**Directive:** Copy out exactly each line from the line with "[spot] the treeline" through the last line of the material below.

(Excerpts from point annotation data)
● ● ● ● ●
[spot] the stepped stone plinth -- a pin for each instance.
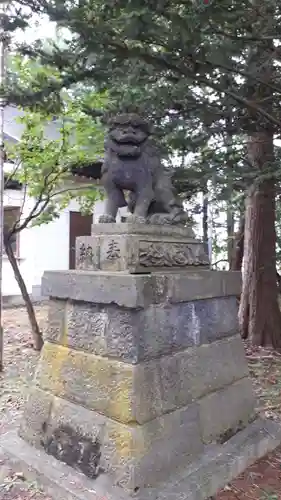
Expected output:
(142, 384)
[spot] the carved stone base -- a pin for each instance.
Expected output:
(139, 248)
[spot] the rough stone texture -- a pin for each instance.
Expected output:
(134, 455)
(224, 411)
(36, 414)
(144, 391)
(144, 334)
(139, 291)
(202, 479)
(138, 253)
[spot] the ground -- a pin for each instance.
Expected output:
(260, 482)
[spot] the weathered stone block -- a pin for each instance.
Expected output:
(36, 415)
(202, 285)
(134, 456)
(222, 413)
(157, 249)
(92, 381)
(140, 392)
(141, 334)
(139, 291)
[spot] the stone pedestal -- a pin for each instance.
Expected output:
(142, 376)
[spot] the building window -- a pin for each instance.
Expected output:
(11, 216)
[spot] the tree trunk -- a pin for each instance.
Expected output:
(259, 314)
(238, 247)
(36, 333)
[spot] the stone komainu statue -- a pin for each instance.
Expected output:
(132, 163)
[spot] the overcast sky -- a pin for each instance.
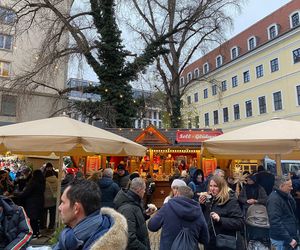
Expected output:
(252, 11)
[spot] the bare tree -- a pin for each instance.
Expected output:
(200, 24)
(104, 52)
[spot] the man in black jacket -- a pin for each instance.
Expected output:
(129, 203)
(15, 230)
(281, 208)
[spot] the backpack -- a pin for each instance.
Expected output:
(185, 240)
(257, 216)
(256, 245)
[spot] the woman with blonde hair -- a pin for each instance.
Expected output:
(222, 212)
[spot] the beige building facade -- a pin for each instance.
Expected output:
(20, 45)
(251, 78)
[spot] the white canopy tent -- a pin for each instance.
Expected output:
(277, 138)
(64, 137)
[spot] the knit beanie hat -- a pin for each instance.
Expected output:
(178, 183)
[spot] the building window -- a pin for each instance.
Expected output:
(259, 71)
(277, 101)
(190, 76)
(236, 112)
(196, 73)
(197, 121)
(224, 86)
(246, 76)
(4, 69)
(8, 105)
(248, 105)
(298, 94)
(251, 43)
(262, 105)
(296, 55)
(189, 100)
(294, 20)
(214, 89)
(7, 16)
(274, 65)
(225, 115)
(6, 42)
(196, 99)
(206, 68)
(272, 31)
(205, 93)
(206, 119)
(219, 61)
(216, 117)
(234, 53)
(181, 81)
(234, 81)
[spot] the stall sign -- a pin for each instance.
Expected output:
(195, 136)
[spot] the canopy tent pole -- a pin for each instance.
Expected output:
(278, 164)
(60, 169)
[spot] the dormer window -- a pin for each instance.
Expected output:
(190, 76)
(272, 31)
(294, 19)
(206, 68)
(219, 61)
(251, 43)
(196, 73)
(234, 52)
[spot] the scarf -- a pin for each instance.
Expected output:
(77, 237)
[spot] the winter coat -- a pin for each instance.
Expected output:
(266, 180)
(33, 199)
(50, 191)
(231, 218)
(129, 204)
(252, 191)
(109, 190)
(14, 225)
(179, 212)
(123, 180)
(111, 233)
(281, 209)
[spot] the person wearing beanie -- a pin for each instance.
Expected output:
(174, 186)
(131, 177)
(252, 193)
(121, 177)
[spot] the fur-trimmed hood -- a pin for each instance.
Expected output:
(116, 237)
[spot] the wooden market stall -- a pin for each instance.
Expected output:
(167, 149)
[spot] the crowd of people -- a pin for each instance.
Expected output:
(109, 209)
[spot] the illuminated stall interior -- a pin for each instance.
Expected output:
(168, 149)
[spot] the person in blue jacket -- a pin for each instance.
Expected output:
(181, 211)
(86, 225)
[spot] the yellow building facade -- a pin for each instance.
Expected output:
(259, 82)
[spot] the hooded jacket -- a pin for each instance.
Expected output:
(109, 233)
(179, 212)
(50, 191)
(109, 190)
(129, 204)
(15, 230)
(281, 209)
(231, 218)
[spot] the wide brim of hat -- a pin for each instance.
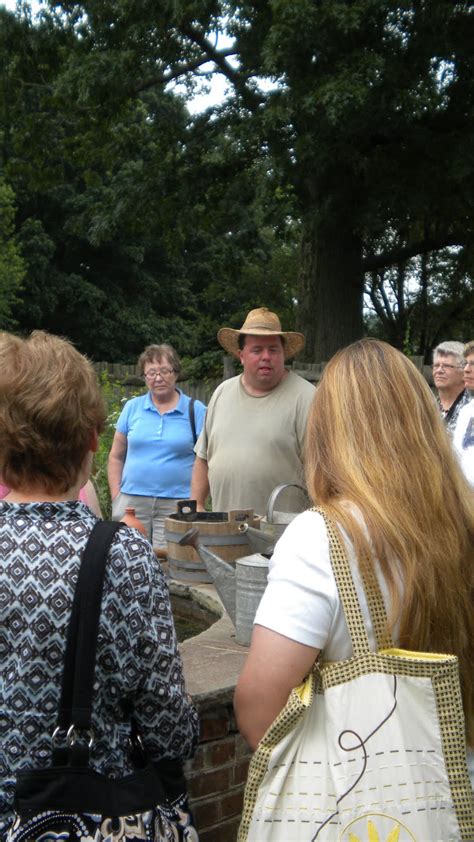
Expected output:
(229, 339)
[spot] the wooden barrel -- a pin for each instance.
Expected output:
(217, 530)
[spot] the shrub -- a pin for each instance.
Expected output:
(115, 395)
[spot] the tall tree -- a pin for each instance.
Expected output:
(366, 111)
(12, 267)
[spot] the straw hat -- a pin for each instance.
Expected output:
(260, 322)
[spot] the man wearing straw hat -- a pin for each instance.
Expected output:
(255, 425)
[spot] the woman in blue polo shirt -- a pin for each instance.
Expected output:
(152, 454)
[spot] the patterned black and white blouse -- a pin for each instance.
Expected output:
(137, 656)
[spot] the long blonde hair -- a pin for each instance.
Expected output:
(376, 439)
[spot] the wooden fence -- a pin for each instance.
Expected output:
(127, 375)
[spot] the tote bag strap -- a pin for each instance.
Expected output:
(349, 598)
(75, 707)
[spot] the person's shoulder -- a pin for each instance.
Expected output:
(299, 383)
(131, 559)
(227, 386)
(137, 402)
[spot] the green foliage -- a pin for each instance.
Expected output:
(115, 397)
(12, 267)
(139, 223)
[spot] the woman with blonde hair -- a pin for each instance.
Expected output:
(380, 464)
(51, 413)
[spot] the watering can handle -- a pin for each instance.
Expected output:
(273, 496)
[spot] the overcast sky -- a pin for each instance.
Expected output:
(199, 102)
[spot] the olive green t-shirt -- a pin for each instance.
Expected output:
(252, 444)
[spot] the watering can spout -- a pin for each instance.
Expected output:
(260, 541)
(221, 573)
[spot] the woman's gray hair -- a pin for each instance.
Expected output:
(157, 352)
(455, 349)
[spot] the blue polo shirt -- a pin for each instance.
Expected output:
(160, 447)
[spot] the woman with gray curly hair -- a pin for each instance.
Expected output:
(152, 454)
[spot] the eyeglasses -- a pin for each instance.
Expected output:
(443, 366)
(162, 372)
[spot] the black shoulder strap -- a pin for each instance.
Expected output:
(79, 661)
(192, 419)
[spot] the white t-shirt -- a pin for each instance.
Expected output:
(301, 600)
(463, 440)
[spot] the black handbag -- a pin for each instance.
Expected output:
(69, 797)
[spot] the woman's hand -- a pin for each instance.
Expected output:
(275, 665)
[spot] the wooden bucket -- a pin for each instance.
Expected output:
(217, 530)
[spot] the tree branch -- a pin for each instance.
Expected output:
(401, 253)
(250, 98)
(179, 70)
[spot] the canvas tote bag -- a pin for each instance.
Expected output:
(371, 749)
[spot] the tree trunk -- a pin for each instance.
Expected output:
(330, 287)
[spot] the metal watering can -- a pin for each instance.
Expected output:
(241, 589)
(272, 526)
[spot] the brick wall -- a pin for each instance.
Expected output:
(216, 775)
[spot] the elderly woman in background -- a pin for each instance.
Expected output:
(152, 454)
(379, 461)
(463, 438)
(51, 413)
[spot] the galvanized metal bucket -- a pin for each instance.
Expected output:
(275, 522)
(250, 582)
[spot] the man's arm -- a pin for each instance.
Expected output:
(200, 483)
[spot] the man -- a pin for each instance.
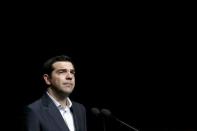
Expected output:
(54, 111)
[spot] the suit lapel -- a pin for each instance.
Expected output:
(75, 114)
(54, 113)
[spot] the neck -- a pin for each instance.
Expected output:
(61, 98)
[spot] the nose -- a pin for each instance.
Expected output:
(69, 75)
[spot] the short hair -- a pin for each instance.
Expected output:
(47, 66)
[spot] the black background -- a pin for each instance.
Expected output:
(137, 63)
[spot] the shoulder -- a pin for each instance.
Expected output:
(78, 105)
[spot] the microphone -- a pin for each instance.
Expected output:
(108, 113)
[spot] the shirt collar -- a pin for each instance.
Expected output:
(57, 103)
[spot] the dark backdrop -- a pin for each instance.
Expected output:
(148, 87)
(137, 62)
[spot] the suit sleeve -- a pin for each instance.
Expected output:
(85, 123)
(30, 121)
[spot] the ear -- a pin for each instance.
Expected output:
(47, 79)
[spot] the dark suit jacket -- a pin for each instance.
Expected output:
(43, 115)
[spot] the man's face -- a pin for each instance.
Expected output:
(62, 77)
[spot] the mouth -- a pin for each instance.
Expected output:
(68, 84)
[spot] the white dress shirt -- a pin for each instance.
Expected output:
(65, 112)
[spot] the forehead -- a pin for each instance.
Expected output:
(63, 65)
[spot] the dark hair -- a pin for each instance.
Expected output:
(48, 68)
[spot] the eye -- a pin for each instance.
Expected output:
(72, 72)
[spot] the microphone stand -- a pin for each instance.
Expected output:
(125, 124)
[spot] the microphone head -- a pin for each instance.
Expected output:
(95, 111)
(106, 112)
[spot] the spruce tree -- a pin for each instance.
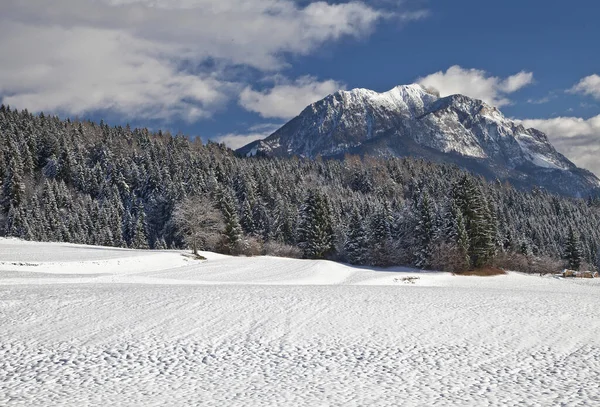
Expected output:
(356, 244)
(424, 233)
(573, 253)
(315, 229)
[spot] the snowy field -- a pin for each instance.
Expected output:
(83, 326)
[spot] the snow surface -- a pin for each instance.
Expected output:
(85, 325)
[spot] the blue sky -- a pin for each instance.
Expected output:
(234, 70)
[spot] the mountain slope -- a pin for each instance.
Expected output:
(411, 121)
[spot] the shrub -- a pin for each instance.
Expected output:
(281, 250)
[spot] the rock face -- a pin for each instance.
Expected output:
(412, 121)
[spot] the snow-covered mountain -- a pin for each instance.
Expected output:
(412, 121)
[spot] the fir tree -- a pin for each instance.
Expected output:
(356, 244)
(315, 230)
(573, 253)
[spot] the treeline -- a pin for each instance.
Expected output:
(90, 183)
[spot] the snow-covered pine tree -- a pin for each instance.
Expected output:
(315, 230)
(573, 250)
(232, 234)
(424, 233)
(356, 244)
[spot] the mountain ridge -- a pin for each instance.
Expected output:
(410, 120)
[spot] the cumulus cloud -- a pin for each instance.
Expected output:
(143, 58)
(237, 140)
(590, 86)
(576, 138)
(286, 100)
(476, 83)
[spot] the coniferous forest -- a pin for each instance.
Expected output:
(90, 183)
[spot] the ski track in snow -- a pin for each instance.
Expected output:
(85, 325)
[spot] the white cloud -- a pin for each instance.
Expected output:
(476, 83)
(287, 100)
(590, 86)
(237, 140)
(129, 55)
(577, 138)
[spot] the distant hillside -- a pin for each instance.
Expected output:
(90, 183)
(411, 121)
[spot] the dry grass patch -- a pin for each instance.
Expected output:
(482, 272)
● ● ● ● ●
**Problem solution:**
[spot] the treeline -- a pin for each instance.
Expected output:
(90, 183)
[spot] the snow-covered pine tree -- a pin for each instance.
Expected output:
(315, 230)
(573, 250)
(232, 234)
(424, 233)
(356, 244)
[spot] the mountain ridge -- a pin for each instance.
Expected output:
(410, 120)
[spot] the cumulus cloud -- a pin for each instance.
Expected output:
(143, 58)
(237, 140)
(590, 86)
(576, 138)
(286, 100)
(476, 83)
[spot] the coniferous forest -- a pin for each instance.
Expected output:
(90, 183)
[spot] the ski track in snow -- a pin for each instance.
Expected output:
(85, 325)
[spot] the white cloud -- a pin for each instance.
Expected output:
(476, 83)
(287, 100)
(590, 86)
(237, 140)
(129, 55)
(577, 138)
[spot] the distant hillside -- a pin for each instance.
Expected output:
(90, 183)
(411, 121)
[spot] the dry grass patch -- a pin for each instance.
Expected output:
(482, 272)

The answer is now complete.